=== Text to read ===

From faea6b05f55541ce60275f7e5d8db1347d648e0d Mon Sep 17 00:00:00 2001
From: Takashi Yano <takashi.y...@nifty.ne.jp>
Date: Sat, 18 Jan 2025 19:19:56 +0900
Subject: [PATCH 2/4] Revert "Cygwin: signal: Do not handle signal when
 __SIGFLUSHFAST is sent"

This reverts commit a22a0ad7c4f0 to apply a new patch for the same
purpose.

Signed-off-by: Takashi Yano <takashi.y...@nifty.ne.jp>
---
 winsup/cygwin/release/3.5.6 |  3 ---
 winsup/cygwin/sigproc.cc    | 20 +++++---------------
 2 files changed, 5 insertions(+), 18 deletions(-)

diff --git a/winsup/cygwin/release/3.5.6 b/winsup/cygwin/release/3.5.6
index 0fff0de40..d17a6af53 100644
--- a/winsup/cygwin/release/3.5.6
+++ b/winsup/cygwin/release/3.5.6
@@ -7,6 +7,3 @@ Fixes:
 
 - Fix a regression since 3.5.0 which fails to use POSIX semantics in
   unlink/rename on NTFS.
-
-- Fix zsh hang at startup.
-  Addresses: https://cygwin.com/pipermail/cygwin/2024-December/256954.html
diff --git a/winsup/cygwin/sigproc.cc b/winsup/cygwin/sigproc.cc
index 35ec3e70e..ba7818a68 100644
--- a/winsup/cygwin/sigproc.cc
+++ b/winsup/cygwin/sigproc.cc
@@ -751,14 +751,10 @@ sig_send (_pinfo *p, siginfo_t& si, _cygtls *tls)
       res = WriteFile (sendsig, leader, packsize, &nb, NULL);
       if (!res || packsize == nb)
        break;
-      if (cygwait (NULL, 10, cw_sig_eintr) == WAIT_SIGNALED
-         && pack.si.si_signo != __SIGFLUSHFAST)

===

§ **Directive**
In the patch above, what commit is being reverted, and for what reason?

=== Extracted material ===

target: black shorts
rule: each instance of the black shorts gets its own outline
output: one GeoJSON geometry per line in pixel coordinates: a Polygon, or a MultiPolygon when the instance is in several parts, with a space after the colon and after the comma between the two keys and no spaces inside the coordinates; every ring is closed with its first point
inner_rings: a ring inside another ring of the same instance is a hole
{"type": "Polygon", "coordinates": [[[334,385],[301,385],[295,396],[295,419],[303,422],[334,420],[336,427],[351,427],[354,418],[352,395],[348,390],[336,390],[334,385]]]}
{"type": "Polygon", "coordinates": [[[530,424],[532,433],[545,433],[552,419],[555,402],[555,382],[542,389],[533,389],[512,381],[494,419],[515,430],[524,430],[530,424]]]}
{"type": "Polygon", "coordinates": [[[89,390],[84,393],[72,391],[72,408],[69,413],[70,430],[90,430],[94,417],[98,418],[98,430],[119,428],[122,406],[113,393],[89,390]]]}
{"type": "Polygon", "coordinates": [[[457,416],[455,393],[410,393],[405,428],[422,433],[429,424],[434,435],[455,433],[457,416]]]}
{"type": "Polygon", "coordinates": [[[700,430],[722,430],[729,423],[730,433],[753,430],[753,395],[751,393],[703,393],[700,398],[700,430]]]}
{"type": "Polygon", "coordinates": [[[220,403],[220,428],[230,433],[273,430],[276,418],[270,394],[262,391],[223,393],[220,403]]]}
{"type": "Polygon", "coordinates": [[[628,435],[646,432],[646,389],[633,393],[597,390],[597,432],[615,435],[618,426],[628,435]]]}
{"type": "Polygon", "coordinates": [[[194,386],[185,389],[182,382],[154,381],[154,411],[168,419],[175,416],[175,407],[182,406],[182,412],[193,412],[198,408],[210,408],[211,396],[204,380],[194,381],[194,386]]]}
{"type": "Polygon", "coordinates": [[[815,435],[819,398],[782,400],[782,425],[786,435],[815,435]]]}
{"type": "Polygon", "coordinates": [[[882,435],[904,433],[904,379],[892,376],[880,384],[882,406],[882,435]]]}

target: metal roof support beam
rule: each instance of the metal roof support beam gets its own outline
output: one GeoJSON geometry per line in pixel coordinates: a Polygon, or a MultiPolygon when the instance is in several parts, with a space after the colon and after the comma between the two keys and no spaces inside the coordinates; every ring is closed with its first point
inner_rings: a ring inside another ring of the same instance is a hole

===

§ **The solution**
It reverts commit a22a0ad7c4f0 so that a new patch can be applied for the same purpose.